— start of SUPPLIED TEXT —

TLDR; When writing a Typescript package to be consumed by both Javascript and Typescript, "Go to definition" works for one or the other but not for both.

Problem 1

Steps to Reproduce

  1. Given a NPM package that contains type declarations (.d.ts) and no sourcemaps.
  2. When working in a Typescript or a Javascript project importing this package, if I ⌘+click, I am taken to the type declaration. However, I would expect to be taken to the source file and would expect to be taken to type declarations file if I click "Go to type definition".

Current solutions

  • If the module is written in Javascript: Add sourcemaps.
  • If the module is written in Typescript:
    • Removing type declarations from the package solves the issue for Javascript projects but it means the package is no more compatible with Typescript projects! So this is not a viable solution.
    • Adding sourcemaps along with Typescript sources, leads to Problem 2 below.

Problem 2

Steps to Reproduce

  1. Given a NPM package that contains its Typescript source, compiled Javascript, type declarations and sourcemaps.
  2. When working with a Typescript project that imports this package, if I ⌘+click, I am taken to the source file in Typescript. All is good as expected.
  3. When working with a Javascript project that imports this package, if I ⌘+click, I am still taken to the Typescript source file. However, this is not an expected behavior as I am coding in Javascript, so if I want to debug the code, I'd be lost and have to learn Typescript and setup a Typescript compiler.
    The expected behavior should be to take me to the compiled Javascript (which is what I am actually importing in my project).

— end of SUPPLIED TEXT —

**DIRECTION 1**
In the rows, begin at the line that contains "If you would be willing to mark the black inflatable" and continue through the last row. Write those lines out again with "inflatable tube" swapped for "inner tube" and nothing else changed.
The text and the rows below it are unrelated material.

— start of DATA EXCERPTS —

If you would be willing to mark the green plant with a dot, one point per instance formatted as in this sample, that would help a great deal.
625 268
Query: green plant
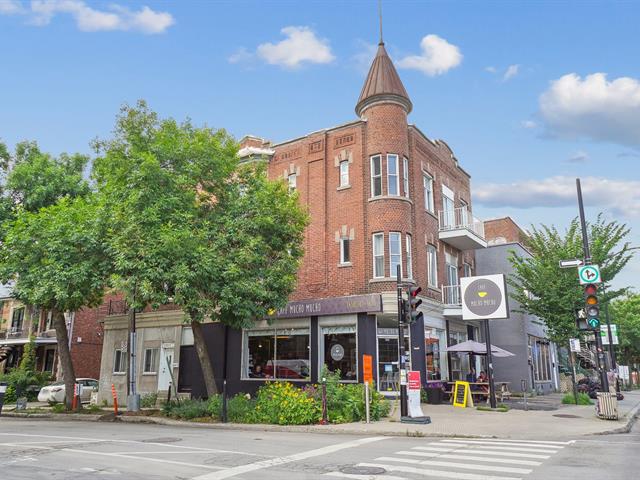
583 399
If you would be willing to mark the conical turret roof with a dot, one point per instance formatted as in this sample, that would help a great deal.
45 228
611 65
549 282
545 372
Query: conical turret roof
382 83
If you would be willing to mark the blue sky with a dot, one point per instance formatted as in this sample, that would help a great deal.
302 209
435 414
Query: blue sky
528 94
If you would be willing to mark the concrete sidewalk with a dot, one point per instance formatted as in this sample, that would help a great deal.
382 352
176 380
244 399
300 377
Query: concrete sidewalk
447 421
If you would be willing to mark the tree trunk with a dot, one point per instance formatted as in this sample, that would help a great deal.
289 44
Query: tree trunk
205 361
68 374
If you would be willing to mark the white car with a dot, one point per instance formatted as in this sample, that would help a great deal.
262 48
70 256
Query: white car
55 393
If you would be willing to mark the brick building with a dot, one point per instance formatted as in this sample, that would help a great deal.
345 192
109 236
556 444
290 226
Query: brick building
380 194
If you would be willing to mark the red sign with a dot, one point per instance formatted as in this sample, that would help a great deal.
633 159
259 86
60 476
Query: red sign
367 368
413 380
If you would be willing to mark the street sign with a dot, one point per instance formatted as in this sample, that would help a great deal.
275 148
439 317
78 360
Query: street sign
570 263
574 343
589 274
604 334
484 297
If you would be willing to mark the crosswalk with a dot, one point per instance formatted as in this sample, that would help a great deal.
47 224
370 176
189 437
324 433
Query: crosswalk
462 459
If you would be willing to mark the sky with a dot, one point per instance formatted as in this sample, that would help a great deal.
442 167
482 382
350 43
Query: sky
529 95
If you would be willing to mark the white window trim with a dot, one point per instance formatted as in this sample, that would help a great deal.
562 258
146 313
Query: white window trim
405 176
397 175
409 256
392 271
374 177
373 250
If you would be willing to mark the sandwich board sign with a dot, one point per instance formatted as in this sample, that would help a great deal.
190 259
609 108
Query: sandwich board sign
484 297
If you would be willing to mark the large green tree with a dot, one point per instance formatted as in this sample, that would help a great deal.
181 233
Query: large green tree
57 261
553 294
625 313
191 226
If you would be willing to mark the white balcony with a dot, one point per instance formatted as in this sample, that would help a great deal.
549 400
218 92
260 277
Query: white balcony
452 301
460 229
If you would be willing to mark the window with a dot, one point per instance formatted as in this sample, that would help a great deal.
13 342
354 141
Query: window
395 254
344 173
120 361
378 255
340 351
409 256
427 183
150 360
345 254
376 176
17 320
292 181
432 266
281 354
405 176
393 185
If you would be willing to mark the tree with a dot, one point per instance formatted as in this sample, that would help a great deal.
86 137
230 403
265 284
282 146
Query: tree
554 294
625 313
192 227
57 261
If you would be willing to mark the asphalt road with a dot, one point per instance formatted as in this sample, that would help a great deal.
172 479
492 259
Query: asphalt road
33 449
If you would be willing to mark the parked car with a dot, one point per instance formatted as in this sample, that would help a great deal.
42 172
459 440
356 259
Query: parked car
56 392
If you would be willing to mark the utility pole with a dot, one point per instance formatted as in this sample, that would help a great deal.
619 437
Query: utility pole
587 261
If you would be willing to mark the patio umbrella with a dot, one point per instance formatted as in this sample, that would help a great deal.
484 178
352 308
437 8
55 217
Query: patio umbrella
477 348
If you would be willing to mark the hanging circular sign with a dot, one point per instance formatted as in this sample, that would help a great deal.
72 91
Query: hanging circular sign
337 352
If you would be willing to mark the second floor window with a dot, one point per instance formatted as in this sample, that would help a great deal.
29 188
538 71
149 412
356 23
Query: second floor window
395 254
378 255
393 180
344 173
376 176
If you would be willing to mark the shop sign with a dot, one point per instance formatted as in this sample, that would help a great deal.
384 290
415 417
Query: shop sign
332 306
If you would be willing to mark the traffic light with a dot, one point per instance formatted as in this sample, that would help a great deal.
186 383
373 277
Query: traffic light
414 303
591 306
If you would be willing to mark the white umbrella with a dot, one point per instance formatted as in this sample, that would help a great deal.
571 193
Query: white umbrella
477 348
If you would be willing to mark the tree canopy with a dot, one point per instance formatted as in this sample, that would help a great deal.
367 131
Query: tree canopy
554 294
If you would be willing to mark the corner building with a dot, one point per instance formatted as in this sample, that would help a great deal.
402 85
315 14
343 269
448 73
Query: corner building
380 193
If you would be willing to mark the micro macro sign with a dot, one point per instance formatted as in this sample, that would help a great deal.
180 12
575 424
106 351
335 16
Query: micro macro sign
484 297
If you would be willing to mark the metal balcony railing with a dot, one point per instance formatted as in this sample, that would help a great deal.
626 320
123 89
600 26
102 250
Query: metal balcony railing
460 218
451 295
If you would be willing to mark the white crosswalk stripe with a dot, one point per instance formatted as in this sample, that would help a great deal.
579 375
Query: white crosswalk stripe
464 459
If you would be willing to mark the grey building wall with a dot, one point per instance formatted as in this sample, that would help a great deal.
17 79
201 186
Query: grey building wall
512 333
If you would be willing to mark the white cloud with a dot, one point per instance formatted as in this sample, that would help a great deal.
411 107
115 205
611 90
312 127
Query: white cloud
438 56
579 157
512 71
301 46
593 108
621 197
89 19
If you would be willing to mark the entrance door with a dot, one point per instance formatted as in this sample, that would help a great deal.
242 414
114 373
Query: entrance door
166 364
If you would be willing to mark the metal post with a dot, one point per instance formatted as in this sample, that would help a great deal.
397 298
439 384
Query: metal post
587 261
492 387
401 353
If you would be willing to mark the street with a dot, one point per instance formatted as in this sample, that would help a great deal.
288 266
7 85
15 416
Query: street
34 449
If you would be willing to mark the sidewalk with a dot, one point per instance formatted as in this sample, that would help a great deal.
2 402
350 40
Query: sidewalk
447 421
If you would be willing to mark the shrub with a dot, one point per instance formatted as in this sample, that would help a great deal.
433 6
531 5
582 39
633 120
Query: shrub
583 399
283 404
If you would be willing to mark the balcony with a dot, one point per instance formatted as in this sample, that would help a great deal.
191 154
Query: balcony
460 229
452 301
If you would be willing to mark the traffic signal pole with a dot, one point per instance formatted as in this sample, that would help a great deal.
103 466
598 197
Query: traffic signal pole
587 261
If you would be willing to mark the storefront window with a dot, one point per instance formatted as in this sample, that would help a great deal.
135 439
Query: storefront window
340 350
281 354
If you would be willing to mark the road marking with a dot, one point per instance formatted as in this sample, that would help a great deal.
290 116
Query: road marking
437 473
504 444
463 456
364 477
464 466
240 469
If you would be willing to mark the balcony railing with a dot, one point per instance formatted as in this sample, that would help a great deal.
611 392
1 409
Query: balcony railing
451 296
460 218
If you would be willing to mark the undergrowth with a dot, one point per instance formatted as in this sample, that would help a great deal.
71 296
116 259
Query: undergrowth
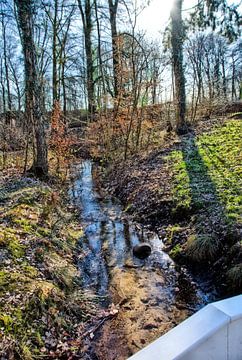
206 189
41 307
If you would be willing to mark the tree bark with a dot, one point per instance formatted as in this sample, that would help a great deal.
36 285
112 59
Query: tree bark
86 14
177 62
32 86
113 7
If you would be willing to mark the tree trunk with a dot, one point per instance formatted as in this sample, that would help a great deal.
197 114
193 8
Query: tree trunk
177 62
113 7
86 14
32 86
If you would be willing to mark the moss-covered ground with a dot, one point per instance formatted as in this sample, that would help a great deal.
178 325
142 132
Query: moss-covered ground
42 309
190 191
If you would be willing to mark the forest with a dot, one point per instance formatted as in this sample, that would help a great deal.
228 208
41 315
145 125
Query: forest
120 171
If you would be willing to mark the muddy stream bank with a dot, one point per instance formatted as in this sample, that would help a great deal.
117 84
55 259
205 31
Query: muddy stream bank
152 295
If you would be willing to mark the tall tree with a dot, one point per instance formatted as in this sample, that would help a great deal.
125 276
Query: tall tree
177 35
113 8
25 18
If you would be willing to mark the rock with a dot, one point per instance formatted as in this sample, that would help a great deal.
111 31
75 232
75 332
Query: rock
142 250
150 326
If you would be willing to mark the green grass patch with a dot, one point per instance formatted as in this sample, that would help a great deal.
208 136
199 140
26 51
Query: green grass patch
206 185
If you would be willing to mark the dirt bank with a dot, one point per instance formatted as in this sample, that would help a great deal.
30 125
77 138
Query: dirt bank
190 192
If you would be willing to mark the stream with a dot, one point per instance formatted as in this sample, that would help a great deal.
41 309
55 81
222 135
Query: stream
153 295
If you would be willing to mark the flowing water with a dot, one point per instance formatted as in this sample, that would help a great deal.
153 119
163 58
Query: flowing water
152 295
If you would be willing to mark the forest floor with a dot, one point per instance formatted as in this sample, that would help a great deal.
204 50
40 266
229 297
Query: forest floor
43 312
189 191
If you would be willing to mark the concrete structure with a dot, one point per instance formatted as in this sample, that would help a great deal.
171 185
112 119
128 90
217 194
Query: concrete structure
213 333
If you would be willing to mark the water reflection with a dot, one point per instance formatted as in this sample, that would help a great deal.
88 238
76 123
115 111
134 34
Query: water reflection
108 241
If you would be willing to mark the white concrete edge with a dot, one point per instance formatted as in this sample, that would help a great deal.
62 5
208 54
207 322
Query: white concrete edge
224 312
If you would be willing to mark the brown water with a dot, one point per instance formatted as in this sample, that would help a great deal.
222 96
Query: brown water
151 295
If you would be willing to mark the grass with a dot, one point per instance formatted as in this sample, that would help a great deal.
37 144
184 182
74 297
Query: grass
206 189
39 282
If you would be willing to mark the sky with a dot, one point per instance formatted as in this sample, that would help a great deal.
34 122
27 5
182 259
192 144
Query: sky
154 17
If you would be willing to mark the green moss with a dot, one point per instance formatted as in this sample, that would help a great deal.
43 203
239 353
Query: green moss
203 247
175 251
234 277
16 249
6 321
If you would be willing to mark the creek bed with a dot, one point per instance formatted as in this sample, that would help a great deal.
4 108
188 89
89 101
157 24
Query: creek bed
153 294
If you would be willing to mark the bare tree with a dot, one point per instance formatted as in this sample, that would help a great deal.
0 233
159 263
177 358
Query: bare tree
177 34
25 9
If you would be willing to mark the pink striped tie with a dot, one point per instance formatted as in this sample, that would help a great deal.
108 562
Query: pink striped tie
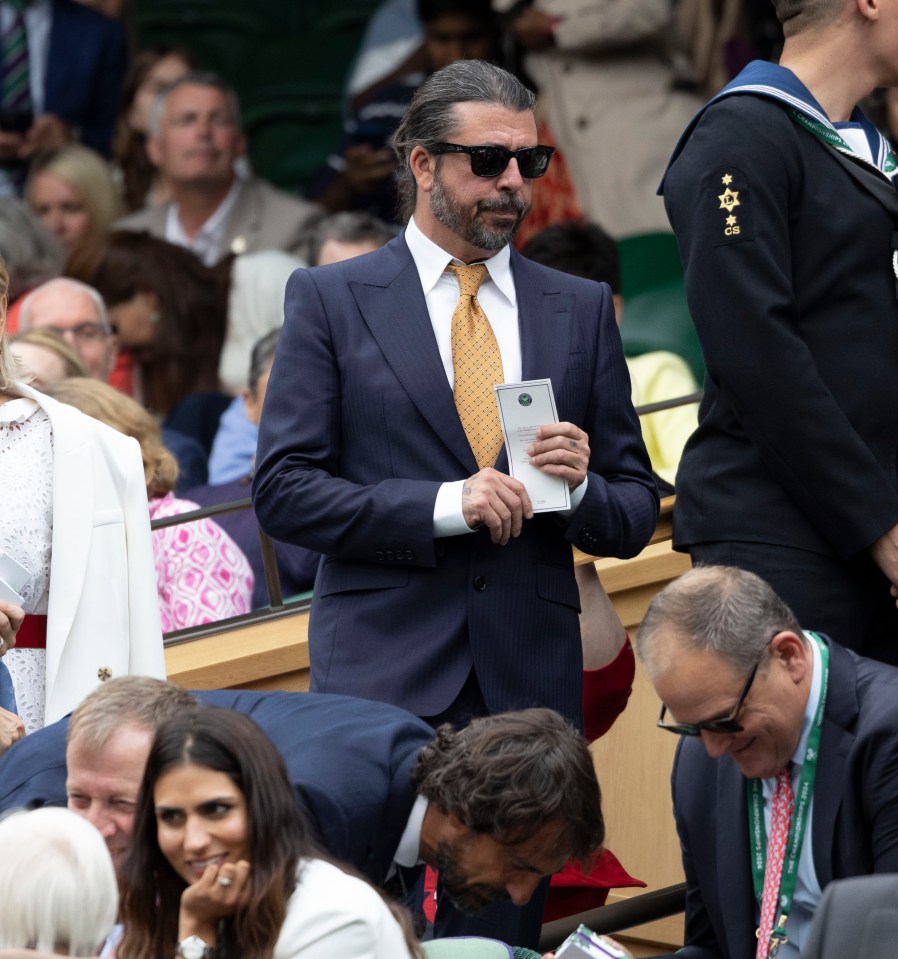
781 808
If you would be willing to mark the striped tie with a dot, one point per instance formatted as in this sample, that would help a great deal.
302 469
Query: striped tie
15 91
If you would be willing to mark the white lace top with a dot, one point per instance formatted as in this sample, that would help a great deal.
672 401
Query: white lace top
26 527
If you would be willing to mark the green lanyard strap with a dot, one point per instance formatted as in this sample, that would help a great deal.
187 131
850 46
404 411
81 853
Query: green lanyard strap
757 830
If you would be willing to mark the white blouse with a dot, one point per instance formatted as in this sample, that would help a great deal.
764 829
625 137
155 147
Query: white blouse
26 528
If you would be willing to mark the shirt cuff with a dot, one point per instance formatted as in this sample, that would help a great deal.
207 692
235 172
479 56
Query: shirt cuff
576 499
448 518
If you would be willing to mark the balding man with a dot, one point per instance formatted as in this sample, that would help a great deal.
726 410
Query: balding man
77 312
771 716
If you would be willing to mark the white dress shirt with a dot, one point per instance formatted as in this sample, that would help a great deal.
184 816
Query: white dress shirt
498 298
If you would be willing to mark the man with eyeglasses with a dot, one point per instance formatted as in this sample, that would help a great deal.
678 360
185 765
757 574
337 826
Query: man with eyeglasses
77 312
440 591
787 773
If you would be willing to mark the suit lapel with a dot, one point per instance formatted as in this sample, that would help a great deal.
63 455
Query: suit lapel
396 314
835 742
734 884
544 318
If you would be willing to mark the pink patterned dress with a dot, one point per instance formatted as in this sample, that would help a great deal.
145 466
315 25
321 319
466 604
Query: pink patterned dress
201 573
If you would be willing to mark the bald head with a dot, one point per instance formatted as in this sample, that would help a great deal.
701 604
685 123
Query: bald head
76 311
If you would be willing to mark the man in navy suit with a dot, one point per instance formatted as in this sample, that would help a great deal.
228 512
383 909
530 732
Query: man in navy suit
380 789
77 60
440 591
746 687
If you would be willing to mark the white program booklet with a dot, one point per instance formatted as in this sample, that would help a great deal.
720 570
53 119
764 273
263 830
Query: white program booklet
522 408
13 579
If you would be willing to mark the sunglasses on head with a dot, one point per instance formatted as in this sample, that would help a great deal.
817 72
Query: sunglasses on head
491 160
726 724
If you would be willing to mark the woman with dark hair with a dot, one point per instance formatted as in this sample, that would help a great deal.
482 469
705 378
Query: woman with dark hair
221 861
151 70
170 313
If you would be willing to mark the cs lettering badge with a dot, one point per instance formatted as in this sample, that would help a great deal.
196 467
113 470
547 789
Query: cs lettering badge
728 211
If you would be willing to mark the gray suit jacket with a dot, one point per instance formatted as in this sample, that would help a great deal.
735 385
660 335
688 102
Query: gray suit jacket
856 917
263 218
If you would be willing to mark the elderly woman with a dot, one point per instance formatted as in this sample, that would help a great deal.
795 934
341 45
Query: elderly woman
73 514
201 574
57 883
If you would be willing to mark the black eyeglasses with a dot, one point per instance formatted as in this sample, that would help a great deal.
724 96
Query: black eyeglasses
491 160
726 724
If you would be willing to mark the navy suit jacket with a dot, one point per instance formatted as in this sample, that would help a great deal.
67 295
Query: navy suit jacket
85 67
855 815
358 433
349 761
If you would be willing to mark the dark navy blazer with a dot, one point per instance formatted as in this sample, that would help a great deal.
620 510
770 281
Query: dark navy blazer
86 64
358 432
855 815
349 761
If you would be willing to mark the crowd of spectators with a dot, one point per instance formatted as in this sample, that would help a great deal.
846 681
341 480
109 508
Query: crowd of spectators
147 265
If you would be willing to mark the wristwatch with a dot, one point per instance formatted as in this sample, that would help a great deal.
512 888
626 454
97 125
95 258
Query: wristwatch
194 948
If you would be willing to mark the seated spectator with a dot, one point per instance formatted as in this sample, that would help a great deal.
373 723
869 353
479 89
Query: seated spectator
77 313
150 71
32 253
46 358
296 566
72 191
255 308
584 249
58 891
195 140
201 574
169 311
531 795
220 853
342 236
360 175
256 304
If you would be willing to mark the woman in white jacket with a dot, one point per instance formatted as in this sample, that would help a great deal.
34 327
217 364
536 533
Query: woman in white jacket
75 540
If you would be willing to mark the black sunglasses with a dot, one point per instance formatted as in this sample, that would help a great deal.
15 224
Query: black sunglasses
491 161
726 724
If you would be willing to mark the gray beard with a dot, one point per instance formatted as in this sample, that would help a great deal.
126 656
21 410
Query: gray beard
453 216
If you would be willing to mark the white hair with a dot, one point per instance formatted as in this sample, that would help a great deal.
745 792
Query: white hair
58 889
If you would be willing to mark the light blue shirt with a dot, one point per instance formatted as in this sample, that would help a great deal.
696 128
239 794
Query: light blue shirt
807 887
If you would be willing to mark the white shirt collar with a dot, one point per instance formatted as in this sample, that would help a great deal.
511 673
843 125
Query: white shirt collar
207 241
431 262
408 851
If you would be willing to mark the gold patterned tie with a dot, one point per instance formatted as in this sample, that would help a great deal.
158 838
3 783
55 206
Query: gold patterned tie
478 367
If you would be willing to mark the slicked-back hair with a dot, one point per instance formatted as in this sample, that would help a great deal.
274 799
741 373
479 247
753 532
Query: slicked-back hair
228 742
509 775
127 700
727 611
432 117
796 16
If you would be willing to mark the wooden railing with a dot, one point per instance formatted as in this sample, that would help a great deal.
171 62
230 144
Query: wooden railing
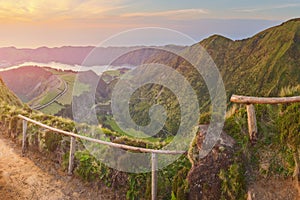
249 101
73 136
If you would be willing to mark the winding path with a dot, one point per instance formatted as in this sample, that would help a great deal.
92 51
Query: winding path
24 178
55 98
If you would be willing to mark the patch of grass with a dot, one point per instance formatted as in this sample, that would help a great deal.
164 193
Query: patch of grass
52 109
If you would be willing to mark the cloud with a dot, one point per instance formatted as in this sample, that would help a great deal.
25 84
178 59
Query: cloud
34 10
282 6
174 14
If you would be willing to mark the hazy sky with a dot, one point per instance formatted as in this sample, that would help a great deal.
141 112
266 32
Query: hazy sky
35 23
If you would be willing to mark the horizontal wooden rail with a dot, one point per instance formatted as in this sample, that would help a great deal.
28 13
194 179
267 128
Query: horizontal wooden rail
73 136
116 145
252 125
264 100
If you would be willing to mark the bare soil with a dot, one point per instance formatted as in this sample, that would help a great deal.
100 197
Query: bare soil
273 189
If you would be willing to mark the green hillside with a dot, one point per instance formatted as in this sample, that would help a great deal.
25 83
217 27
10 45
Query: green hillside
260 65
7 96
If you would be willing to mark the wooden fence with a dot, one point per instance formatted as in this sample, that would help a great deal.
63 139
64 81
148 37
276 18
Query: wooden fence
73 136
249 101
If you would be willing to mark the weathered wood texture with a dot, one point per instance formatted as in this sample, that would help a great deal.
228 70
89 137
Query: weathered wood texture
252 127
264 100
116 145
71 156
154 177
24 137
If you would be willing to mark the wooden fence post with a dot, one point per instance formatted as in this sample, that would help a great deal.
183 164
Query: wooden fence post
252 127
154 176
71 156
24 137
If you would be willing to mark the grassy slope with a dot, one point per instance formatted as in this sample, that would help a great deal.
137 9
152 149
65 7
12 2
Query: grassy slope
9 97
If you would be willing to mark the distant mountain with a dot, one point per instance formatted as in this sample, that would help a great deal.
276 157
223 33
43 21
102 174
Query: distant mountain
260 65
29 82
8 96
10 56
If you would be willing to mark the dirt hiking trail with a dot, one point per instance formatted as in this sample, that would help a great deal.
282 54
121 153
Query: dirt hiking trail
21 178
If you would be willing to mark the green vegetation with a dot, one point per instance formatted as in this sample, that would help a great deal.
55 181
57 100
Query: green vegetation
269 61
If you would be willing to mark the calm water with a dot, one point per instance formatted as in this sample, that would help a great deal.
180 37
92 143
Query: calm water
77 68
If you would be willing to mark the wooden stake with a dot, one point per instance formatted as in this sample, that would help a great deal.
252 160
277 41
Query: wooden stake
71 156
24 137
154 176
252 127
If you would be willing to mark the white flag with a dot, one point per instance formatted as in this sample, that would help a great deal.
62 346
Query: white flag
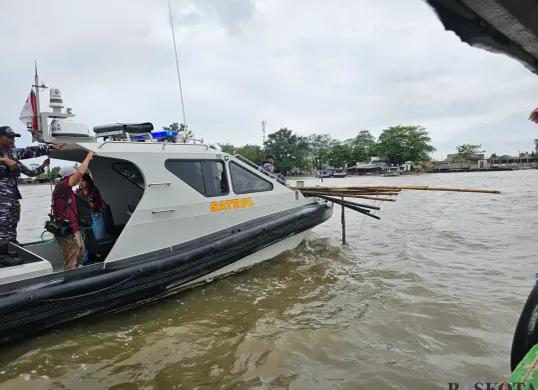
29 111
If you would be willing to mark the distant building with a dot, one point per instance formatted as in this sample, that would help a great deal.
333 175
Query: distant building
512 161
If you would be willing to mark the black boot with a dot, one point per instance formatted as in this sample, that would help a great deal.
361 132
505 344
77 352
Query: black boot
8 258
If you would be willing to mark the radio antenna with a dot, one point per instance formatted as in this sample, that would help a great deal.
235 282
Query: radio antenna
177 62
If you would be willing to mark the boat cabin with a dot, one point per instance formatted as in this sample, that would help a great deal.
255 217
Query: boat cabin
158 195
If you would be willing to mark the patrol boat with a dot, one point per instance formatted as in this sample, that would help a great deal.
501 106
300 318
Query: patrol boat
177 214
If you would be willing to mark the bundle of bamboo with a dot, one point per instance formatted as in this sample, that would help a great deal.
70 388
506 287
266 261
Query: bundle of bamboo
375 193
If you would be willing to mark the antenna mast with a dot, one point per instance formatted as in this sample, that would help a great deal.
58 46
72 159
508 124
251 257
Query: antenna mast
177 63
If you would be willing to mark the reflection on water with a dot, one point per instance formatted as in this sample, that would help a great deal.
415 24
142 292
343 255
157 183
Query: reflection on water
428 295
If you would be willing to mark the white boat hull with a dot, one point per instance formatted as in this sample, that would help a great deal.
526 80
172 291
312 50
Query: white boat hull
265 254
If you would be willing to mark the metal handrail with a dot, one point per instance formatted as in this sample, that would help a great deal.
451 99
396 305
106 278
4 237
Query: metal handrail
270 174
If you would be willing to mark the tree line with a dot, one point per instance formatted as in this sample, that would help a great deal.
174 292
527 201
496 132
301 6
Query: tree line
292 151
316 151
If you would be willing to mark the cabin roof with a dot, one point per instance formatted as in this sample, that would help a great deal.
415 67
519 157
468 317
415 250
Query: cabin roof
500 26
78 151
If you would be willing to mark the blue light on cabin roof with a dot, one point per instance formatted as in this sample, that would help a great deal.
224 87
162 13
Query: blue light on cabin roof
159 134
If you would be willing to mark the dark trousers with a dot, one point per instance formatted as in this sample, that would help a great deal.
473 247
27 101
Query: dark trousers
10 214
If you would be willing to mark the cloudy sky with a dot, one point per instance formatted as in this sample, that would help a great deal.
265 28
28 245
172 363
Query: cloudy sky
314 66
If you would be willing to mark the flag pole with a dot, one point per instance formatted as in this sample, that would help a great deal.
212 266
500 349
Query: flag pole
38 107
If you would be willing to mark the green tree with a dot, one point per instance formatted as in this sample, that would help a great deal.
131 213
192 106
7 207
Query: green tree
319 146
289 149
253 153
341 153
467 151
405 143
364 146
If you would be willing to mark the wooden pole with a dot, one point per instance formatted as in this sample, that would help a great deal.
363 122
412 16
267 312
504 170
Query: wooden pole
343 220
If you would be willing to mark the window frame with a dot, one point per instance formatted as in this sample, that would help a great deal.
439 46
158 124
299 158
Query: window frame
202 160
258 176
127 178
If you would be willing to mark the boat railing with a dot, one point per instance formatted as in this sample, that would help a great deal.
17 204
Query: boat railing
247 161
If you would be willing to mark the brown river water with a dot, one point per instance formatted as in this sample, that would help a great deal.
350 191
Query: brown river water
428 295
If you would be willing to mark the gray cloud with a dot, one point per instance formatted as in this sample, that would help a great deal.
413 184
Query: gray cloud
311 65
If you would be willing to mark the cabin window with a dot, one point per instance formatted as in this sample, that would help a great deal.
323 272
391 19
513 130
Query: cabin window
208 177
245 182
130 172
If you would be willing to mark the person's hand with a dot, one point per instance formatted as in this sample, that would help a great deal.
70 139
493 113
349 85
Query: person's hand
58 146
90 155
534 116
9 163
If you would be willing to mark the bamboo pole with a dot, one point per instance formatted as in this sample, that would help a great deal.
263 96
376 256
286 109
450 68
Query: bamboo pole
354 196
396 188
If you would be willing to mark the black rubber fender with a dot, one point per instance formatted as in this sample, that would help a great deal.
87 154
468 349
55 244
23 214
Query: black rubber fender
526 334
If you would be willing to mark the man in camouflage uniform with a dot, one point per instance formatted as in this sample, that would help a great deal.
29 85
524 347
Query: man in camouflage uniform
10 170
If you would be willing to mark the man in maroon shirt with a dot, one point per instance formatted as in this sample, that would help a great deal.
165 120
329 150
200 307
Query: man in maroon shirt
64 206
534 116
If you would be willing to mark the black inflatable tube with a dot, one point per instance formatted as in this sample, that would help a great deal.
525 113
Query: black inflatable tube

— end of DATA EXCERPTS —

**DIRECTION 2**
Say whether each statement agrees with the issue about "Go to definition," and quote the deciding words. (a) In Problem 1, the package has no sourcemaps. (b) Removing type declarations from a package written in Typescript is described as a viable solution. (c) In Problem 2, ⌘+click in a Typescript project leads to the compiled Javascript.

**WRITTEN REPLY 1**
If you would be willing to mark the black inner tube with a dot, one point per instance formatted as in this sample, that would help a great deal.
525 113
Query: black inner tube

**WRITTEN REPLY 2**
(a) Yes: "contains type declarations (.d.ts) and no sourcemaps."
(b) No: "So this is not a viable solution."
(c) No: "I am taken to the source file in Typescript."